Data entries:
::::::::::
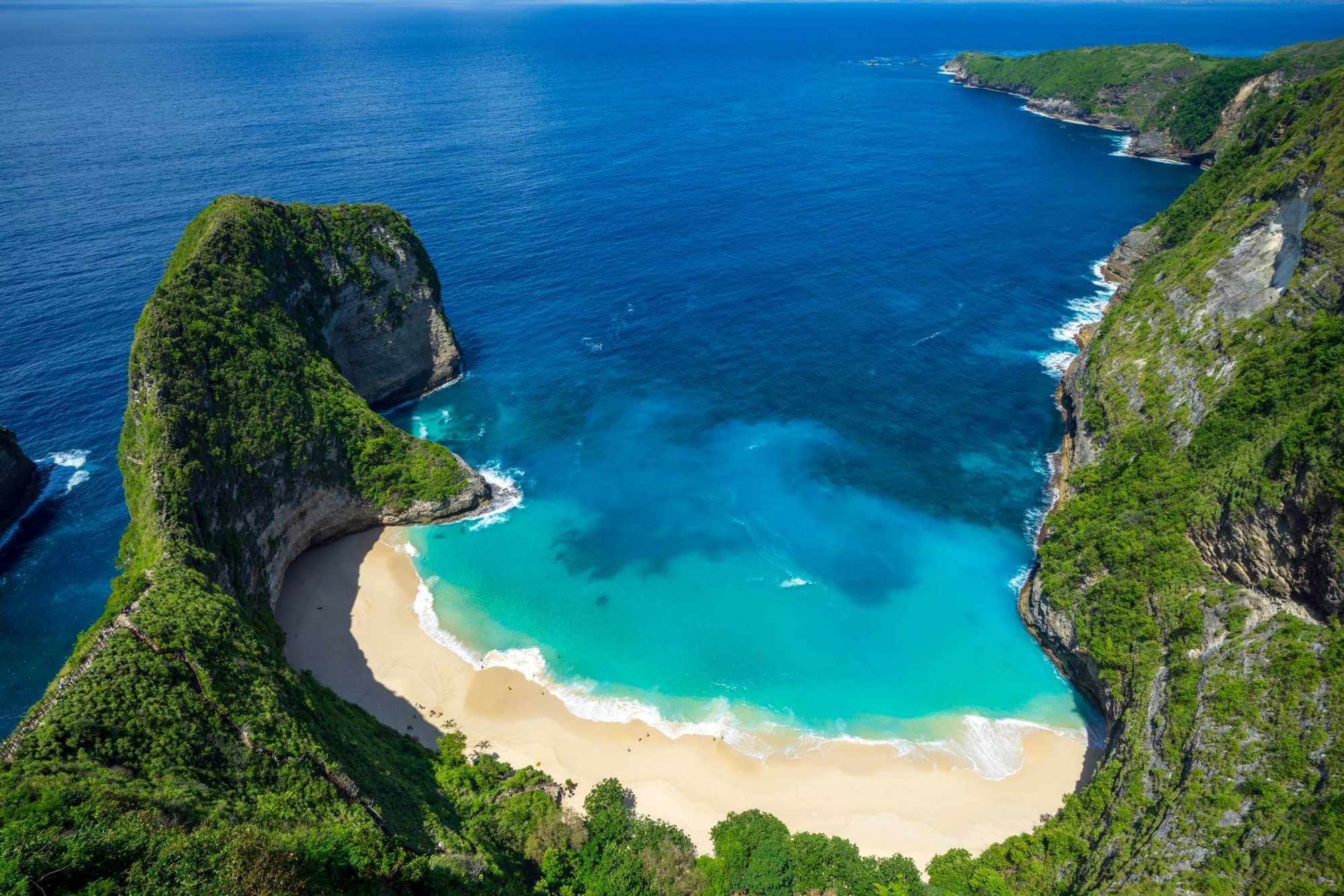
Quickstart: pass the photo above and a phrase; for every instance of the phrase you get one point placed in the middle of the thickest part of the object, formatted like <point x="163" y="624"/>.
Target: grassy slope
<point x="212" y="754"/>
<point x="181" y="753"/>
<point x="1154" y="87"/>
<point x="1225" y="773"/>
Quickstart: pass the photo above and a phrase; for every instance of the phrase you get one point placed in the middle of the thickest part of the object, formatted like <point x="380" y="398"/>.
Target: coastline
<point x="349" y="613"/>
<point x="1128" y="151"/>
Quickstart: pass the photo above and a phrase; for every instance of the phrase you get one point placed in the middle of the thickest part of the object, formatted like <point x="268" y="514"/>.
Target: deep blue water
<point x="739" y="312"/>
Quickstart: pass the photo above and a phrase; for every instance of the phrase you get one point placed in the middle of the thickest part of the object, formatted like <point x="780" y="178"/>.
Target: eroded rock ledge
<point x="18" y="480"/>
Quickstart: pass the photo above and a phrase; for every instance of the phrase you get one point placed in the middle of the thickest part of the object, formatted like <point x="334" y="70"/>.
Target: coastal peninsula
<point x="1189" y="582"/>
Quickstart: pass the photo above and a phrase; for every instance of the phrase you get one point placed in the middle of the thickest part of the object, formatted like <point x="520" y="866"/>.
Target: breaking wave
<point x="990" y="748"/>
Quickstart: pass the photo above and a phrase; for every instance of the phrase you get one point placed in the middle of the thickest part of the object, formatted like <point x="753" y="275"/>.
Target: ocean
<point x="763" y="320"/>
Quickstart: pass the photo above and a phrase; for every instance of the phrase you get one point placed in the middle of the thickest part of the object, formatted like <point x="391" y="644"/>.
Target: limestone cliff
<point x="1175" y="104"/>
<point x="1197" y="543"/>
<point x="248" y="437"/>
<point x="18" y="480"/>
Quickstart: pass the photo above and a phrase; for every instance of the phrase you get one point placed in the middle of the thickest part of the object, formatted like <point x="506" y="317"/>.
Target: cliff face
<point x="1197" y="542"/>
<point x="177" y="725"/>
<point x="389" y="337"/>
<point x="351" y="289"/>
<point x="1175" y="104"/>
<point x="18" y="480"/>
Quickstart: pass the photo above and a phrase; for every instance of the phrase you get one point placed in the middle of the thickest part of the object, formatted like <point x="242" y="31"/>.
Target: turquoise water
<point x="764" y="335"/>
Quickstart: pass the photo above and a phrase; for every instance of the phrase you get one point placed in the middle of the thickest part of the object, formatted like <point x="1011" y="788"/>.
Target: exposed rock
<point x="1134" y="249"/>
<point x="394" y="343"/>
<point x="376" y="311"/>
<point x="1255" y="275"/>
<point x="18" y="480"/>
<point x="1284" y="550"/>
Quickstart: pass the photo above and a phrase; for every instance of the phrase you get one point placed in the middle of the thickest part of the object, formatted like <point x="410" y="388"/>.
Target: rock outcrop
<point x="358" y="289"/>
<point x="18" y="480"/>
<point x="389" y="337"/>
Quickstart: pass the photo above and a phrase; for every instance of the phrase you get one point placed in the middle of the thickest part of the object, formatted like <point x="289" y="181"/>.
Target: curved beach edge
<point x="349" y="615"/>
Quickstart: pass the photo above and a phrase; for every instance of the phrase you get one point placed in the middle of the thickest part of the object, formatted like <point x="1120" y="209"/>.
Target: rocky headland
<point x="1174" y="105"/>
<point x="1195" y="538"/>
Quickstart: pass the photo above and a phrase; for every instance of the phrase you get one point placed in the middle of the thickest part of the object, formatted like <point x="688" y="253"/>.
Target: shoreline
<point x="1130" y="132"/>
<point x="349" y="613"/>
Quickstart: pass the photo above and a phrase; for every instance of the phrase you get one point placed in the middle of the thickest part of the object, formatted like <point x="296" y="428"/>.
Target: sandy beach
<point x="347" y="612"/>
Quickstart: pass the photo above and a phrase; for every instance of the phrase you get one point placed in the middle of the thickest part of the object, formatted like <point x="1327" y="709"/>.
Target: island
::::::::::
— The task —
Omit any images, then output the listing exactly.

— Response —
Quickstart: pass the photo above and a phrase; for every instance of the phrase you get one point placed in the middle of the thickest part of the object, formatted like <point x="163" y="624"/>.
Target: grassy slope
<point x="212" y="754"/>
<point x="181" y="753"/>
<point x="1154" y="87"/>
<point x="1225" y="773"/>
Quickstart: pass the photo above and a phrase; for every instance of the phrase you get one point placed in the middle of the thickest part of the object, formatted like <point x="380" y="398"/>.
Target: coastline
<point x="349" y="613"/>
<point x="1128" y="151"/>
Quickstart: pass the photo above and a phrase; for every instance of the phrase you get one point placed in the middle of the thickest part of the object, formatted like <point x="268" y="514"/>.
Target: deep blue water
<point x="739" y="312"/>
Quickstart: pass the photo above and a phrase; for every instance of the phrase you get one point placed in the middle of the thickest part of the object, formatted like <point x="780" y="178"/>.
Target: eroded rock ledge
<point x="18" y="480"/>
Quickstart: pass the photo above and a phrase; for every instance of the phrase you get one point placed in the middle of the thickest part of the object, formatted like <point x="334" y="70"/>.
Target: coastal peninsula
<point x="1189" y="582"/>
Quickstart: pass the photo above and a phrase; for every instance of the phrase you get one point placed in the middle of the thickest part of the object, formatted like <point x="520" y="866"/>.
Target: breaking wave
<point x="990" y="748"/>
Quickstart: pass the photo above and a phrase; for every instance of the phrase you get one point placed in the middle of the thickest part of the object, formatted like <point x="753" y="275"/>.
Target: ocean
<point x="763" y="320"/>
Quickstart: pass the photo above and a phrase; for every instance of the phrase you get one point placed in the middle of the thickest part of the object, formatted like <point x="391" y="644"/>.
Target: limestone cliff
<point x="1175" y="104"/>
<point x="1197" y="543"/>
<point x="248" y="437"/>
<point x="18" y="480"/>
Quickstart: pass the photo above and a phrase; for every instance of the phrase you get one point placed in the middle of the thickest part of the object, formatted like <point x="506" y="317"/>.
Target: cliff face
<point x="1197" y="542"/>
<point x="177" y="725"/>
<point x="389" y="337"/>
<point x="351" y="289"/>
<point x="1175" y="104"/>
<point x="18" y="480"/>
Quickstart: pass the photo above and a phrase; for every instance of the phrase you get one point placed in the middle of the thickest part of the object, formatted like <point x="242" y="31"/>.
Target: turquoise water
<point x="764" y="335"/>
Quickstart: pass the photo above and a phrase; for every instance of the phrase you get one point placed in the middle of the thickest part of the object, formatted like <point x="1011" y="788"/>.
Target: exposed rock
<point x="1134" y="249"/>
<point x="394" y="343"/>
<point x="376" y="311"/>
<point x="1255" y="275"/>
<point x="18" y="480"/>
<point x="1284" y="550"/>
Quickstart: pass the photo above and a phrase; for every instance of the phrase you get one point placed in the middle of the thickest part of the object, formatted like <point x="410" y="388"/>.
Target: rock outcrop
<point x="358" y="289"/>
<point x="18" y="480"/>
<point x="389" y="337"/>
Quickstart: pass the photo above and a phrase; for every instance of the phrase you get one point placed in the middle of the thickest part of the object, formatted like <point x="289" y="181"/>.
Target: curved beach edge
<point x="349" y="615"/>
Quickstart: pass the photo above and a phrase; for every instance of the phrase you get one point placed in the middle of the thickest part of the object, formatted like <point x="1120" y="209"/>.
Target: rocky headland
<point x="1174" y="105"/>
<point x="1195" y="538"/>
Quickstart: pass the photo above and a phrase; for every instance of the phrase you get one point placed in the middle of the thickest part of the object, formatted like <point x="688" y="253"/>.
Target: shoreline
<point x="1130" y="132"/>
<point x="349" y="613"/>
Quickstart: pass the photo above and a phrase; for every instance of the phrase you get one point placed in the middle of the thickest part of the object, formatted like <point x="296" y="428"/>.
Target: sandy beach
<point x="347" y="612"/>
Quickstart: pass the photo above and a phrase; for every instance of the phrase you get one point placed in the middle of the thickest part of the object, formatted like <point x="1327" y="709"/>.
Target: island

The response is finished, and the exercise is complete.